Stored data:
━━━━━━━━━━
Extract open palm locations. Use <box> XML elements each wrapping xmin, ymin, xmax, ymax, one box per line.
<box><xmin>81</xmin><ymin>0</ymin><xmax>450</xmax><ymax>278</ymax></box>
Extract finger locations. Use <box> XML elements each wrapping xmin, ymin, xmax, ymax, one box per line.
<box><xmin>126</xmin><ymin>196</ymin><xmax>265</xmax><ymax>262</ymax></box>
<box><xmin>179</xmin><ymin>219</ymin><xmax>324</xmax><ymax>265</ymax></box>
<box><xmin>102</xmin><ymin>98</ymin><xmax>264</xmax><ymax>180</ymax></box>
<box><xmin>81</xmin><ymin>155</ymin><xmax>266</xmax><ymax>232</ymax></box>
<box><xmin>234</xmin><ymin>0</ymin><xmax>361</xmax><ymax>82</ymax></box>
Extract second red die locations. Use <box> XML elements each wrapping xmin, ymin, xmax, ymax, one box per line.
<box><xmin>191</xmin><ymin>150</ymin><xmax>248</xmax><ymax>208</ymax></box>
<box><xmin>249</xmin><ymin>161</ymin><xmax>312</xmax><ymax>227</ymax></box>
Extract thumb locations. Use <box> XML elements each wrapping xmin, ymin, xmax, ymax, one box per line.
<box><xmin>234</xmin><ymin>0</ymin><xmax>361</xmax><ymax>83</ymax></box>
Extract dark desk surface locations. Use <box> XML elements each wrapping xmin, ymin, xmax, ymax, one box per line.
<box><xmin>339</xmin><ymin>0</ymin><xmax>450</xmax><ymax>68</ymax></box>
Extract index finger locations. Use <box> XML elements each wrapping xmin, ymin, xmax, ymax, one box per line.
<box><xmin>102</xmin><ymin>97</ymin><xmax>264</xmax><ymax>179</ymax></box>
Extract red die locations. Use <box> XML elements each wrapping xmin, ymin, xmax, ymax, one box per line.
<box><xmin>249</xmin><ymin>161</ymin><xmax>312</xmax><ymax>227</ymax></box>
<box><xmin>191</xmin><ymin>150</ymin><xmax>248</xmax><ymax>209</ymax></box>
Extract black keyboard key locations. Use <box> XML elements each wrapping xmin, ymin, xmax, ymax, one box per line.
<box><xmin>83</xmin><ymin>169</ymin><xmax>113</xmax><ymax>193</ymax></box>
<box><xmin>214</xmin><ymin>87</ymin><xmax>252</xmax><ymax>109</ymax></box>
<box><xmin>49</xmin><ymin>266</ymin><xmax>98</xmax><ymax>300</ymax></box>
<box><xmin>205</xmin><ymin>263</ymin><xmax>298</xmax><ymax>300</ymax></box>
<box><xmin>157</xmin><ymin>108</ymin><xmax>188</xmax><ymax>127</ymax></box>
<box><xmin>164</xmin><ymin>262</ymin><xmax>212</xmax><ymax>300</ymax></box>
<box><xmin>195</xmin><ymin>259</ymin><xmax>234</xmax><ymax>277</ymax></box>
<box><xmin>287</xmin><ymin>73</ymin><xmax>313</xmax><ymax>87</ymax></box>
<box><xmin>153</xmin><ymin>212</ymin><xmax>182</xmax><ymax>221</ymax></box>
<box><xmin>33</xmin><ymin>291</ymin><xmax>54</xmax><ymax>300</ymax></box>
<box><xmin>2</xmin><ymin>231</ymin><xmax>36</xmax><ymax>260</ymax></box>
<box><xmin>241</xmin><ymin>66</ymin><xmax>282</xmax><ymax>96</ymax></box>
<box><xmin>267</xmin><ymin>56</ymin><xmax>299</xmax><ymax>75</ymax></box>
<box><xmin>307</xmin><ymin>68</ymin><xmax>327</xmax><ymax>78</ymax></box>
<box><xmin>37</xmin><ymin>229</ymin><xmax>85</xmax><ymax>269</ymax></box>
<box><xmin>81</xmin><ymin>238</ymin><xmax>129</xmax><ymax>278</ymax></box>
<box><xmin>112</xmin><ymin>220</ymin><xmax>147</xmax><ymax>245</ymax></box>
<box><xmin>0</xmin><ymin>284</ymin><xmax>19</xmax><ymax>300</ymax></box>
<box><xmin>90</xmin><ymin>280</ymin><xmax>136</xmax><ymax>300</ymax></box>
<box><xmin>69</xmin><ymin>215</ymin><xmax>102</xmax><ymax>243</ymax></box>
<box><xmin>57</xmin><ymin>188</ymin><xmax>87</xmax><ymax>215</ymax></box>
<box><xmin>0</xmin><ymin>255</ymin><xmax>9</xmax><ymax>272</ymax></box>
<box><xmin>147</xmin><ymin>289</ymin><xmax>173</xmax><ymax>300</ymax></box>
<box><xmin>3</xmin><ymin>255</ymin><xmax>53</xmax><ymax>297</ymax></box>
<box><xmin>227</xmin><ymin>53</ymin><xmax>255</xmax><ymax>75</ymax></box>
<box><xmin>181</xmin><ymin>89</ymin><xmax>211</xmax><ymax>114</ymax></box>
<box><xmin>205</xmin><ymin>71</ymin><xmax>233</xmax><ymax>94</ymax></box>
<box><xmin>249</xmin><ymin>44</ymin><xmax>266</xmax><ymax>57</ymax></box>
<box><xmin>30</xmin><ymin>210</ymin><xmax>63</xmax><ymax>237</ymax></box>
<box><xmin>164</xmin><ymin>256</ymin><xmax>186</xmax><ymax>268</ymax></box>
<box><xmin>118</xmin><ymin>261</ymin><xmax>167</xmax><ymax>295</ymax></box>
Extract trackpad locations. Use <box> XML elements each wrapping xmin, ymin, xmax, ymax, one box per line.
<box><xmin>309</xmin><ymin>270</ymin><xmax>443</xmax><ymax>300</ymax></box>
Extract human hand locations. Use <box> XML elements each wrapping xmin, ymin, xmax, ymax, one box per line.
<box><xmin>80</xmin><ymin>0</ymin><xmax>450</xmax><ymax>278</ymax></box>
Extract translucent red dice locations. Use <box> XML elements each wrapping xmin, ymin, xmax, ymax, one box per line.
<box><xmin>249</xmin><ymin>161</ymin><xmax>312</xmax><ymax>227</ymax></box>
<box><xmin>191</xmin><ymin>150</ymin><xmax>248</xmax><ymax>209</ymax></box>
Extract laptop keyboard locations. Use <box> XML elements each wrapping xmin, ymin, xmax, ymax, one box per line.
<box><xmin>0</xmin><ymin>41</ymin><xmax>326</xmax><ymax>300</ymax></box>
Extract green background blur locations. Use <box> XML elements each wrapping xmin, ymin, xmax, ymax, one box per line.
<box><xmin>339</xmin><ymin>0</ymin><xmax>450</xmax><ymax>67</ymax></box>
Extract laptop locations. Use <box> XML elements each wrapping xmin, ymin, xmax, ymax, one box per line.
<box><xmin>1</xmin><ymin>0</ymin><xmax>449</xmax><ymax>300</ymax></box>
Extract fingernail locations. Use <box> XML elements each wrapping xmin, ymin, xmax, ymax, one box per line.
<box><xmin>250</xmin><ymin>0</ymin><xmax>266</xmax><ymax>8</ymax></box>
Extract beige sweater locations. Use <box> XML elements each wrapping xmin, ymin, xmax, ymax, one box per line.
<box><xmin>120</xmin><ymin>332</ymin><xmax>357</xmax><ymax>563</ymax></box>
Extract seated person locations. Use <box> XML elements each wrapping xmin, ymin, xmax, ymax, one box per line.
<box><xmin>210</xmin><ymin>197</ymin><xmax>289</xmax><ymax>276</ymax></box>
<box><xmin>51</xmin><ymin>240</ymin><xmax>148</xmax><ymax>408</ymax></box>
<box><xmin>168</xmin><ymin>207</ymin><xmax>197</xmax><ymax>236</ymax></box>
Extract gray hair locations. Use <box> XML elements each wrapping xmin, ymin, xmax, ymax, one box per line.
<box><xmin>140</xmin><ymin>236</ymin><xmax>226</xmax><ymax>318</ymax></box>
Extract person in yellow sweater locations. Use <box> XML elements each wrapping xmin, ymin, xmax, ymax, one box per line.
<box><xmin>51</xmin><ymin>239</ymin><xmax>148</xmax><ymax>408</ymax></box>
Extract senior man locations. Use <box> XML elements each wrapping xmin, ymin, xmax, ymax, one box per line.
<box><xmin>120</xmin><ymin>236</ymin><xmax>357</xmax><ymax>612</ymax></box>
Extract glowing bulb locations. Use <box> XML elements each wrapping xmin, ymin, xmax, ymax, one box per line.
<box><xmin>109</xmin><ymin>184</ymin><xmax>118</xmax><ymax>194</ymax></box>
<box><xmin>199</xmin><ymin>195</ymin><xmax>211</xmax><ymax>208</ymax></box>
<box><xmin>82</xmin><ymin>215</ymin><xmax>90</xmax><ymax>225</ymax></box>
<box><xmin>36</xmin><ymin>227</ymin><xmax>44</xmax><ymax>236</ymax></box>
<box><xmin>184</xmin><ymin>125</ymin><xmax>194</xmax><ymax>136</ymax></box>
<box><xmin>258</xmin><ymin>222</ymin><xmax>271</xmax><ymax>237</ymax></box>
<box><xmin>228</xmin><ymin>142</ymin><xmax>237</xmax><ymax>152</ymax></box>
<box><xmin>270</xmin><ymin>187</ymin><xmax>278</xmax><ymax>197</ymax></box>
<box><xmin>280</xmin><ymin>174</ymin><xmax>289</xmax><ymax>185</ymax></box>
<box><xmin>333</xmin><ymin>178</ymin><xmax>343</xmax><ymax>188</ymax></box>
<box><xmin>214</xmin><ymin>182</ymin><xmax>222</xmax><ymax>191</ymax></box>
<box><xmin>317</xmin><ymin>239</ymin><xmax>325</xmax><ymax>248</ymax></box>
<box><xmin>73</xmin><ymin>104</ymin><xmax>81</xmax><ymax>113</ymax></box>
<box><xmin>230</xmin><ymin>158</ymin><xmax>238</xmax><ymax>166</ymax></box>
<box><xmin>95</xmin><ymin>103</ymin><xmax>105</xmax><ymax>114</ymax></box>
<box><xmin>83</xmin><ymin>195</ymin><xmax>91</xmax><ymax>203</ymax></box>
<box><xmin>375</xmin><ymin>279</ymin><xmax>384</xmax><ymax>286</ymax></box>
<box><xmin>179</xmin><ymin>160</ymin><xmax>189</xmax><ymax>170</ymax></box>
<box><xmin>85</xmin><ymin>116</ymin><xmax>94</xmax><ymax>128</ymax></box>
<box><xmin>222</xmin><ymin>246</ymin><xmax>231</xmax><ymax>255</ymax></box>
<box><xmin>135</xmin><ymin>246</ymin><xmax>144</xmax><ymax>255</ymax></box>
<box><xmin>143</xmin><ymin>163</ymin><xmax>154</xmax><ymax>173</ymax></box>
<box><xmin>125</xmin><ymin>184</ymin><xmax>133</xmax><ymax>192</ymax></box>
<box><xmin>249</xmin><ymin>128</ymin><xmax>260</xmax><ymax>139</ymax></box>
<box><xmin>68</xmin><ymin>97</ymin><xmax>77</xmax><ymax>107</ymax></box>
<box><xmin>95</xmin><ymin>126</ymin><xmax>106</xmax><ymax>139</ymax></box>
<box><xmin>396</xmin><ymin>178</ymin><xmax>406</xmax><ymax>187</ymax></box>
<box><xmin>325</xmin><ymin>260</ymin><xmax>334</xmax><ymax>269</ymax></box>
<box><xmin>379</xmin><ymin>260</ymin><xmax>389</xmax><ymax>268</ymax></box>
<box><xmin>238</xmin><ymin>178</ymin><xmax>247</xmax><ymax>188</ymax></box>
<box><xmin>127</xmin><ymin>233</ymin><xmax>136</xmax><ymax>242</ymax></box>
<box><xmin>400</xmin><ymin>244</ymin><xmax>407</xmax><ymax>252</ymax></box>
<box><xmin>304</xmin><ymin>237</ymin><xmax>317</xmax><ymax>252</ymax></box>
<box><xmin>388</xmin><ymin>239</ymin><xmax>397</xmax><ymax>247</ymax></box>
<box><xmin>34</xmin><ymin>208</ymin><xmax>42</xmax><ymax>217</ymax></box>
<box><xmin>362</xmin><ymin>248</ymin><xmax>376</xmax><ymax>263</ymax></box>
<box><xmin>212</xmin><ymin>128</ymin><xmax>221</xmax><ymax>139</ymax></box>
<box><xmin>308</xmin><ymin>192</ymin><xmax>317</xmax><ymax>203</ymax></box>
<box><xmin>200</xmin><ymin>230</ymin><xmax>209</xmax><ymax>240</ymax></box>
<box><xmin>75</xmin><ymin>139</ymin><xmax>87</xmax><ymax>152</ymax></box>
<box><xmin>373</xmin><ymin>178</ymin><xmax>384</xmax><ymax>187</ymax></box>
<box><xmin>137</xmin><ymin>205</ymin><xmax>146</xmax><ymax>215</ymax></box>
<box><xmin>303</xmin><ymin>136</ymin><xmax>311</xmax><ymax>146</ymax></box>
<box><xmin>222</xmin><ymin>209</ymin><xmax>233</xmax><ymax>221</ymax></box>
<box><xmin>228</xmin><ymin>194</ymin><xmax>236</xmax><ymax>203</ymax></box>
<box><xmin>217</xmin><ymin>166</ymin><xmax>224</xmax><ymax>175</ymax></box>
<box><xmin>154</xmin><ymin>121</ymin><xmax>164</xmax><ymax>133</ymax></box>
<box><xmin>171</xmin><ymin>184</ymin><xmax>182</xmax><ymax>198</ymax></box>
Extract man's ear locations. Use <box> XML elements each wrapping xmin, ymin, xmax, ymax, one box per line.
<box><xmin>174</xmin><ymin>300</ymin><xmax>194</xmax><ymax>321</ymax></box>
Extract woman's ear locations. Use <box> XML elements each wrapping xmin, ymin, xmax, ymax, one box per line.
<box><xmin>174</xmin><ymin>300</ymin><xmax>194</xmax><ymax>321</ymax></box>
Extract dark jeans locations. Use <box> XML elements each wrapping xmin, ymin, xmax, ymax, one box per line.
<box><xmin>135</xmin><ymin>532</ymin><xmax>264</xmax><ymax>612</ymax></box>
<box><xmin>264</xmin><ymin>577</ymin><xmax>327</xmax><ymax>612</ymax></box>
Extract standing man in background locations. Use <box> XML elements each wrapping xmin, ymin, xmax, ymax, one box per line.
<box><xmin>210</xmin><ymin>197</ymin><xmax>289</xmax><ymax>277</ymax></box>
━━━━━━━━━━
Your assignment:
Please print exactly the lines from the one containing "Extract dark jeans" through the last line of the records, both included, and nothing else.

Written answer:
Extract dark jeans locations. Use <box> XML elements each wrapping xmin, ymin, xmax, ymax, one box per line.
<box><xmin>135</xmin><ymin>532</ymin><xmax>264</xmax><ymax>612</ymax></box>
<box><xmin>264</xmin><ymin>577</ymin><xmax>327</xmax><ymax>612</ymax></box>
Extract standing man in background locations. Use <box> XML elements each wrapping xmin, ymin, xmax, ymax, one box per line.
<box><xmin>210</xmin><ymin>197</ymin><xmax>289</xmax><ymax>277</ymax></box>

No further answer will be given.